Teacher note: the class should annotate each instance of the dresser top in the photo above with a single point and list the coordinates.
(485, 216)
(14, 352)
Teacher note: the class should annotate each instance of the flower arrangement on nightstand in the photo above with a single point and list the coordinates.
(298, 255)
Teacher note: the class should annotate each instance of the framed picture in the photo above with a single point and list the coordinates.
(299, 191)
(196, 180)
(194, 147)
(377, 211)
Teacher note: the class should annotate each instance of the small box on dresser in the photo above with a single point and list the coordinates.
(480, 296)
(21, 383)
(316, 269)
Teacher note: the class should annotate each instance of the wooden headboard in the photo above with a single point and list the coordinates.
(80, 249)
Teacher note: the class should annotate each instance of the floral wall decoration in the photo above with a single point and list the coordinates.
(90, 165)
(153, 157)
========================
§ Goal of the exercise
Render every line of the listing above as a JSON list of strings, one string per line, with blank lines left out.

§ Reply
[
  "Teacher note: the class should annotate each instance of the dresser top in the photo above with a single point and list the coordinates.",
  "(485, 216)",
  "(14, 352)",
  "Teacher note: the class should annotate each instance of the flower arrangement on nightstand in the photo above with a single point and list the coordinates.",
  "(298, 255)",
  "Teacher note: the class should annotate each instance of the framed picture in the photo above with a single point and list the coordinates.",
  "(299, 191)",
  "(196, 180)",
  "(194, 147)",
  "(377, 211)",
  "Teacher note: the class should annotate each instance of the small box on dresser in the photo above with a single point and list the coordinates.",
  "(480, 296)",
  "(21, 383)",
  "(316, 269)",
  "Teacher note: the class should annotate each instance of the wooden headboard in the photo above with a single point and list the coordinates.",
  "(80, 249)",
  "Teacher note: the class should annotate each instance of the floral wall decoration in the photo above with a single point and list the coordinates.",
  "(90, 165)",
  "(153, 157)"
]